Object outline annotations

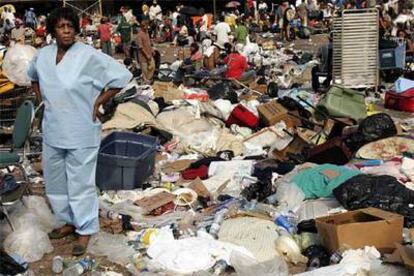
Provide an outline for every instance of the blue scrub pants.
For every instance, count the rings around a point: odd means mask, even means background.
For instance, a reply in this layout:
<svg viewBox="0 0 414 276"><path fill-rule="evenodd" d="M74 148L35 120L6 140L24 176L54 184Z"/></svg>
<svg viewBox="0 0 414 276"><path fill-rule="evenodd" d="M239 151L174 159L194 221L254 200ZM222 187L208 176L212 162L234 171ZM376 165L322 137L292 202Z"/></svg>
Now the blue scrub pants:
<svg viewBox="0 0 414 276"><path fill-rule="evenodd" d="M43 144L46 196L56 218L76 227L80 235L99 232L95 186L99 147L61 149Z"/></svg>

▶ [Aim]
Quote the listing above line for line, omitting the pictures.

▶ [Answer to this task]
Provide an outline for every instance of the blue scrub pants.
For every instance, count the rings around a point: odd means mask, even means background.
For instance, a reply in this layout:
<svg viewBox="0 0 414 276"><path fill-rule="evenodd" d="M74 148L35 120L6 140L24 176L54 184Z"/></svg>
<svg viewBox="0 0 414 276"><path fill-rule="evenodd" d="M239 151L174 159L194 221L254 200ZM222 187L208 176L212 162L234 171ZM376 165L322 137L292 202Z"/></svg>
Now the blue scrub pants:
<svg viewBox="0 0 414 276"><path fill-rule="evenodd" d="M43 144L46 196L56 218L76 227L80 235L99 232L95 186L99 147L61 149Z"/></svg>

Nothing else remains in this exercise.